- Excerpted passage:
Start of Block
I could see some form of real time, rapid spoken description of what was directly in the centre line of sight, car, door, lamp post, wall… etc and then a longer more detailed description if you stayed looking at the same thing for a moment… soooo many ways this could be made completely awesome.
Also makes me wonder if some kind of haptics could also be used, perhaps a few electromagnetic pins ala brail in a grid that could be raised and lowered to show potential paths forwards or blockages… I think there is an untapped field ready to go exploring in.
There are already a couple of working prototypes of this very concept that leverage GPT, but they are relatively rudimentary. It was Suman Kunaganti, CEO of Personal.ai, who years ago approached blindness as not so much a lack of sight, but of information. In response, he created glasses with cameras that would reach out to community of volunteers. If the app was launched, someone would describe to them what they were looking at. Now, GPT has taken that role over. In the years to come, I really think we’ll see wearable AI with GPS that can provide assistance to those with dementia “Frank, you’re walking the wrong way. Let’s make a left ahead and I’ll bring you back home. I’ll also let your family know we’re headed back, ok?” My own dad lost his vision but aged at home thanks in large part to his Alexa. I’ve longed for an affordable, accessible useful device like that combined with the conversational and reasoning ability of an LLM. “Frank, I didn’t see you take your medicines yet. It’s past five. Stand up and let’s move to the oldies for a few minutes. Let’s play a memory game. Tell me again about your childhood…etc” These devices would greatly extend the dignity and safety of the elderly, detecting missed meds, falls, wandering, and via predictive analytics from wearable health devices, the need for future care. Today, 44 million elderly. By 2050, 88 million. The need is huge. The market is huge. Vision and multimodals will be front and center.
End of Block
- Exercise requirements:
(A) In the forum excerpt on wearable AI for blind and elderly people, who created glasses with cameras that connected users to a community of volunteers?
(B) Continue the forum excerpt on wearable AI for blind and elderly people from its last sentence.
The entries after this point come from a different source than the forum excerpt.

- Provided information:
Start of Block
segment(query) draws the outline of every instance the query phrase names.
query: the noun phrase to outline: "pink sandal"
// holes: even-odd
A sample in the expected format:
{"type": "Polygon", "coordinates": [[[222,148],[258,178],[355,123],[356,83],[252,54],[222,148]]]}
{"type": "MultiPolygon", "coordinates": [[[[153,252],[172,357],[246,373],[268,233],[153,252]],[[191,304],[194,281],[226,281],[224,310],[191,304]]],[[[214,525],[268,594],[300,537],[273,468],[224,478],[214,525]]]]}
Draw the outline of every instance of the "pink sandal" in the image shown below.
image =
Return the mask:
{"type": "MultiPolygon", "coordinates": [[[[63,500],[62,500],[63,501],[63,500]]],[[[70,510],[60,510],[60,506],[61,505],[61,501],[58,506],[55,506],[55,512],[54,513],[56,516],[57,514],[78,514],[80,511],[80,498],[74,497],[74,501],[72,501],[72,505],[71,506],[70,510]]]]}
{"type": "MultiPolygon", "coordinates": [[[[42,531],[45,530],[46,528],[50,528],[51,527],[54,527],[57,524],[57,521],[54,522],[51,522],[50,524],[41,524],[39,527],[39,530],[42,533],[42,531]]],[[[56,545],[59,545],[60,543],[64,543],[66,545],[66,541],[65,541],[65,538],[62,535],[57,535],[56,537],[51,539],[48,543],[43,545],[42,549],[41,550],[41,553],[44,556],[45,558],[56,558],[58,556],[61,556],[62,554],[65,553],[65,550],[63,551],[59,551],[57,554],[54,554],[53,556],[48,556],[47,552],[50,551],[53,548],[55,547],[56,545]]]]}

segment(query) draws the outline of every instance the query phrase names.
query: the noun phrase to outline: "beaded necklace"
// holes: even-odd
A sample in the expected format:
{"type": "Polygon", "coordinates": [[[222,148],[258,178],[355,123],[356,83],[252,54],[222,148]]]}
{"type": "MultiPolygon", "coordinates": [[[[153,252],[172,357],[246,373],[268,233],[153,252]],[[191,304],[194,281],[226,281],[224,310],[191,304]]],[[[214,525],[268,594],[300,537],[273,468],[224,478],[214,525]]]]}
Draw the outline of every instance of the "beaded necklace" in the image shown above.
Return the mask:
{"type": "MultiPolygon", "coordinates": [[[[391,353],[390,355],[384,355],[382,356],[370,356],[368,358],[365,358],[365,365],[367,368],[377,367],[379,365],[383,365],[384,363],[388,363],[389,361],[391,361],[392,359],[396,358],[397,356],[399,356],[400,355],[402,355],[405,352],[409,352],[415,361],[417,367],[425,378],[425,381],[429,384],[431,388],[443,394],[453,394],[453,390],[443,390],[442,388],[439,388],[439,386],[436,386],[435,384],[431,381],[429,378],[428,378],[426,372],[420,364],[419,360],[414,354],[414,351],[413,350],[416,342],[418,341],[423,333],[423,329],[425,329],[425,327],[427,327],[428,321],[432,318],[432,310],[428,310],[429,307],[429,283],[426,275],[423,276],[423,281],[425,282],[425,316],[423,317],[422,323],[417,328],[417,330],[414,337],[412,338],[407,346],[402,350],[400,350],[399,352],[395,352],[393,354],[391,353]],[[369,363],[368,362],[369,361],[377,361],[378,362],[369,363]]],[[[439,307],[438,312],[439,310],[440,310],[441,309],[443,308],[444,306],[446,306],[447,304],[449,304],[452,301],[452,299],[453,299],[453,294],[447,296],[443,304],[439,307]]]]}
End of Block
- Task-by-task outputs:
(A) Suman Kunaganti, CEO of Personal.ai.

(B)
Love it! Yes, it’s a data bandwidth problem, vision is the highest bandwidth sense we have, with audio coming in second place. The brain can do a huge amount of post processing even on low bandwidth inputs if those inputs can be translated appropriately.
I’m glad to hear your father at least had Alexa, but yes, an LLM would be infinitely more capable of building models of the world and handling daily tasks. Combining LLMs with traditional code to get the reliability of proven systems like time tracking and database management for, as you mentioned, pills that need to be taken, and connecting that up to an LLM to provide a more human and contextually aware set of responses… will be interesting to see how this area gets regulated and what sorts of red tape will be thrown up… hopefully, progressive minds will win out.
Thanks for sharing in my enthusiasm. After 30 years of medical practice I’m back as a grad student in an MPH program, largely because I want to see AI leveraged to transform healthcare. It’s a passion of mine and it’s nice to see all the use-cases pop up like daisies. I stand in awe of the coders and devs who speak the jargon like I throw medical terms. This intersection will create untold breakthroughs and I consider myself lucky to watch it unfold. Cheers mate, and thanks for leading this thread.
Good luck with your masters and I hope you find the Forum a useful asset. There is a wide set of skills available here and health care is always a popular topic.